• What is needed: Can you copy word for word the lines of the material below, between the lines holding "Your annotation target is window row." and "962 526 1047 713", inclusive?

** START Raw records **

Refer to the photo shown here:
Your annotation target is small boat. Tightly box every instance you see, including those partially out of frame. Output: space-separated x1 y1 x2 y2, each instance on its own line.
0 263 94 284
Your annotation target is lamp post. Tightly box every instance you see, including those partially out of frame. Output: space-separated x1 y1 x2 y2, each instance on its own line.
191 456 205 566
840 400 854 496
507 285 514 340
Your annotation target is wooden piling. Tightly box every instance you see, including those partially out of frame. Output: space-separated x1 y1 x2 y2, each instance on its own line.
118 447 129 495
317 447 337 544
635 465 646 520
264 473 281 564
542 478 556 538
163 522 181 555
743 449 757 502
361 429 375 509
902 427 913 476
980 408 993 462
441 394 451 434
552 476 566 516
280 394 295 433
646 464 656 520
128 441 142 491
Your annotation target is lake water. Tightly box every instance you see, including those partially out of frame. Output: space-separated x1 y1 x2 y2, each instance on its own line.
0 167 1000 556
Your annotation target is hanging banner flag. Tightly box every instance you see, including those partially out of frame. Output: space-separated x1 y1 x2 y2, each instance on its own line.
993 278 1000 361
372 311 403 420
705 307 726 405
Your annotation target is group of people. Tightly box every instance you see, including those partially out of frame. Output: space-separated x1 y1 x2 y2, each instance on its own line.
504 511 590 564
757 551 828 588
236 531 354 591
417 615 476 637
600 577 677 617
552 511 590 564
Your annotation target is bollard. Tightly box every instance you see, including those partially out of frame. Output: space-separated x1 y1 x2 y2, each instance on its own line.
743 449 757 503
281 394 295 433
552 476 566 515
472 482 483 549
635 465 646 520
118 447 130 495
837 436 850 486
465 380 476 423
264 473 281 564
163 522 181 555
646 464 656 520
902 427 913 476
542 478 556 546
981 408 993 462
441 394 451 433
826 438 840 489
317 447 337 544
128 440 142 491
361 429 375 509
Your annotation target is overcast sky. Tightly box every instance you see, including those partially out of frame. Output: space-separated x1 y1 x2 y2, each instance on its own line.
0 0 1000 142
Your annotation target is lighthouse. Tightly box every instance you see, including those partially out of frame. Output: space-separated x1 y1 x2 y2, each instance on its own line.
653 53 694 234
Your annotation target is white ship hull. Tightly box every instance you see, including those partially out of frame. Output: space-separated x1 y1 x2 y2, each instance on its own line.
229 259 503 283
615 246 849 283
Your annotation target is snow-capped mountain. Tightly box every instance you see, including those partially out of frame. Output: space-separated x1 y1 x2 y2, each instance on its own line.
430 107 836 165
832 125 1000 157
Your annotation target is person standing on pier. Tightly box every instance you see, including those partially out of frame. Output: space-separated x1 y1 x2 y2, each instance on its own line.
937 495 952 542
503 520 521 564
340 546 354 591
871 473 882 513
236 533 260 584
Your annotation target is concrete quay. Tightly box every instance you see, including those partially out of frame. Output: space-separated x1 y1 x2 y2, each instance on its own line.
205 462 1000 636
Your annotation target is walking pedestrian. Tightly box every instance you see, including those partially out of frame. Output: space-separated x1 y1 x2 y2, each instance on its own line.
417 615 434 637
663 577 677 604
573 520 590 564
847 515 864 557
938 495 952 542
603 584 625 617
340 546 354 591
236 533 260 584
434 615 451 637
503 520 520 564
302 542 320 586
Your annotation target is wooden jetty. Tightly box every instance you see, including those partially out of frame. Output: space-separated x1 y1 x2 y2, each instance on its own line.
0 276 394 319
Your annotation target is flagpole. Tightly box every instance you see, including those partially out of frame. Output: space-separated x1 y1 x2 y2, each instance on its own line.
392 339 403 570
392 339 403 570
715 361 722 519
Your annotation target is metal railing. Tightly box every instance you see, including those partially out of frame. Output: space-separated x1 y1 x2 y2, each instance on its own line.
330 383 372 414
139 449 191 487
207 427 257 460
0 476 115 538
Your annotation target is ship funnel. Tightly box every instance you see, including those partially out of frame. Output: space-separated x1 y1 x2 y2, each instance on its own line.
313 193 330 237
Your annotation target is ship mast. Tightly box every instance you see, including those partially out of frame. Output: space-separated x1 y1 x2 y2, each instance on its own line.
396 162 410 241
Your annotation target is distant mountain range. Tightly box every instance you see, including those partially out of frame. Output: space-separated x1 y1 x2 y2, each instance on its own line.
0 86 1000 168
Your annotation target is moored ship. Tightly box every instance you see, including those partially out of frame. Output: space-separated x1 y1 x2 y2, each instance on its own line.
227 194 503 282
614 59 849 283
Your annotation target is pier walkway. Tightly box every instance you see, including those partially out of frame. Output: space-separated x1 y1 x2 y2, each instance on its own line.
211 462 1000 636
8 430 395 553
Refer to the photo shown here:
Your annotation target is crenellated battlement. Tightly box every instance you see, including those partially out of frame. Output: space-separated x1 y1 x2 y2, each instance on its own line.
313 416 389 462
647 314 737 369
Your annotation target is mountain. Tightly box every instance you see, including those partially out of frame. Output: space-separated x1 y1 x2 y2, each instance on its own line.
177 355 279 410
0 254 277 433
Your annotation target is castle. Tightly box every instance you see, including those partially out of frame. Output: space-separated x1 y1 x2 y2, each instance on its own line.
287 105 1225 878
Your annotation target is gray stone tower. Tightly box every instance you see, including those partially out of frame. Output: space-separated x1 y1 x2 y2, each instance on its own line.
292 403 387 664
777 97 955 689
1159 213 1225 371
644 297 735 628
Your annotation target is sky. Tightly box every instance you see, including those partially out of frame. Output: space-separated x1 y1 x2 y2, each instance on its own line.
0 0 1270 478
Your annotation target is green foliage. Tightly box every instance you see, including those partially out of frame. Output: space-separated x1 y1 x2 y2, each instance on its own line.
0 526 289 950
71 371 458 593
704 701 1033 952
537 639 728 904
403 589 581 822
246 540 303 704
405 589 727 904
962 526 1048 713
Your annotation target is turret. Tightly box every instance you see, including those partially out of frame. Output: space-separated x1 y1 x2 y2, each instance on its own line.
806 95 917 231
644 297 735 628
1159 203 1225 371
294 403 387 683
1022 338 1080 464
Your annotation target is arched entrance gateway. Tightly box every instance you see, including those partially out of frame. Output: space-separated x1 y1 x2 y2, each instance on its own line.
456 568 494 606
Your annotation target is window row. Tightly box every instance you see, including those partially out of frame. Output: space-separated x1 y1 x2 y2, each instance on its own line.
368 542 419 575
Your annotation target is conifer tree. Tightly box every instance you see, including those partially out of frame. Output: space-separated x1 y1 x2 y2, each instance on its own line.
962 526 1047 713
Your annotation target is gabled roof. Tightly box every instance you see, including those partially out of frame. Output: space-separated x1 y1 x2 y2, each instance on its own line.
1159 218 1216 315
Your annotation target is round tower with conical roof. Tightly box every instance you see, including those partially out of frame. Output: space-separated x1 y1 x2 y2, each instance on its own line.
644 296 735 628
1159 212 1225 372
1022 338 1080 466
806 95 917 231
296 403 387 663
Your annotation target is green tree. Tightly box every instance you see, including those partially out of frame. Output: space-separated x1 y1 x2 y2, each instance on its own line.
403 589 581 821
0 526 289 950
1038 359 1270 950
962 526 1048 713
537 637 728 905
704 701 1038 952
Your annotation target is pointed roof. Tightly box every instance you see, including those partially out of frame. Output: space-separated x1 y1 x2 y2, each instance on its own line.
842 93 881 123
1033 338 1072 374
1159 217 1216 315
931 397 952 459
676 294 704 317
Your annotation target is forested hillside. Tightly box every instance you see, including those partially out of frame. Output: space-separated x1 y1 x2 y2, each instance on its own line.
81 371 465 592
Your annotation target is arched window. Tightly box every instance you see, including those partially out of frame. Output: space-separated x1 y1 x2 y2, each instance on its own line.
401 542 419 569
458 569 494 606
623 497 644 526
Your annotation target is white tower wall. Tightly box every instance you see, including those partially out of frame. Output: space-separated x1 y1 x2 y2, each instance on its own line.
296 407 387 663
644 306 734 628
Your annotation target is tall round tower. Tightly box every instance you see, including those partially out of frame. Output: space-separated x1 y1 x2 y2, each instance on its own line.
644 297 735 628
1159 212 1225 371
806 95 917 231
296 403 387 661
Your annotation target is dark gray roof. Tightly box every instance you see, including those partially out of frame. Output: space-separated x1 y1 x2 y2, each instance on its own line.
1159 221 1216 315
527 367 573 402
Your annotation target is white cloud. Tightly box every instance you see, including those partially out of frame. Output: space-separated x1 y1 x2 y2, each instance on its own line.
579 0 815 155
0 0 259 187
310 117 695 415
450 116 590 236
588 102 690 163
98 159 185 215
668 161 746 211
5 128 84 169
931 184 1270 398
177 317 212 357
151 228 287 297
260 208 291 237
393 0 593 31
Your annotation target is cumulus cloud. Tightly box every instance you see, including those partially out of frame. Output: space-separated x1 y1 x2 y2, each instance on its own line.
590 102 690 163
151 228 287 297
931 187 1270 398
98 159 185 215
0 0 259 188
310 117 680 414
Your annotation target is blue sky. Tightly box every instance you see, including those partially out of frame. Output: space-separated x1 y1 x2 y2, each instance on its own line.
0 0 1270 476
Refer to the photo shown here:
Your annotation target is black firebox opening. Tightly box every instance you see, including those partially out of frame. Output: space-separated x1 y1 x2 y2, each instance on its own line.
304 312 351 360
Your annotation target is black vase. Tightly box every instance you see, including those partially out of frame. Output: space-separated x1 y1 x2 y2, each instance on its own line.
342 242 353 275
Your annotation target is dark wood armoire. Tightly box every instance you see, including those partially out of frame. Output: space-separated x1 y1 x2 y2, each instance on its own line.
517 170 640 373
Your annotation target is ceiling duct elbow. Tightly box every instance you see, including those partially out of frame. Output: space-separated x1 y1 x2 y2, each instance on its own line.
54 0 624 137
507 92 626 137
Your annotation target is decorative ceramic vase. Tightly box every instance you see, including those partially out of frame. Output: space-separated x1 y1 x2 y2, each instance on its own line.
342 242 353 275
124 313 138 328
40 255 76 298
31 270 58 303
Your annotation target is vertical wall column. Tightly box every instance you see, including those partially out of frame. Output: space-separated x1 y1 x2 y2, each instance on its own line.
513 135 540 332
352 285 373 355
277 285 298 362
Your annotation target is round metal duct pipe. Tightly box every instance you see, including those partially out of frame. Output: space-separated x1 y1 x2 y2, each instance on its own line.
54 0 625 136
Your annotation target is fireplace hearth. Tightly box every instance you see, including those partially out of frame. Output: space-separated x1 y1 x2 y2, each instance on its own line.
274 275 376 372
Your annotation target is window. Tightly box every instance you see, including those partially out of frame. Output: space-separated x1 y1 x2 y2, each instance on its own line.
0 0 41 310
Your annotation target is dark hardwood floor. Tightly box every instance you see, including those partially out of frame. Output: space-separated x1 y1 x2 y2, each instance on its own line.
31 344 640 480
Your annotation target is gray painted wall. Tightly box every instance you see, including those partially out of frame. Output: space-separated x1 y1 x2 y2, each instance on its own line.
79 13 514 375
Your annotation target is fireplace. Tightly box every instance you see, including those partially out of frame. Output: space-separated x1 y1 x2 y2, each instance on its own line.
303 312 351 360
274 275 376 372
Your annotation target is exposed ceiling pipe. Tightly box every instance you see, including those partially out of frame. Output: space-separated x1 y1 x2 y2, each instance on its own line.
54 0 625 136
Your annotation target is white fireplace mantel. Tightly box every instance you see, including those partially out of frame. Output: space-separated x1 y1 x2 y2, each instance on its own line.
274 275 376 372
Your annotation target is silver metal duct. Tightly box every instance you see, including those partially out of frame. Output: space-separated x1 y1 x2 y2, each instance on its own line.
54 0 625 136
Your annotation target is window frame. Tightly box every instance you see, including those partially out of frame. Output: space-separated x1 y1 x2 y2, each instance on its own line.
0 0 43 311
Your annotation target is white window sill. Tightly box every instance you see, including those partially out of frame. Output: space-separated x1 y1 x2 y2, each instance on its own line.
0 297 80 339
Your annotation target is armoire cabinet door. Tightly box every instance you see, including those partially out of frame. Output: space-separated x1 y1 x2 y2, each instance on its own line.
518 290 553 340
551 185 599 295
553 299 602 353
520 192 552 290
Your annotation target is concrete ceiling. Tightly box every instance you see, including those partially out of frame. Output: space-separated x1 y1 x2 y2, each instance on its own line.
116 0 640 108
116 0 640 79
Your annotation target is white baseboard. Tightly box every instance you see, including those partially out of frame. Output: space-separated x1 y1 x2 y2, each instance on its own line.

** END Raw records **

• Correct response:
Your annotation target is window row. Tightly box every instance you see, including those partially out of frame. Output: space-separated x1 y1 x2 y2, each instance on its own line.
368 542 419 575
Your annotation target is conifer tree. Tightly box every instance you see, including those partially out of frame. Output: space-separated x1 y1 x2 y2, each instance on its own line.
962 526 1047 713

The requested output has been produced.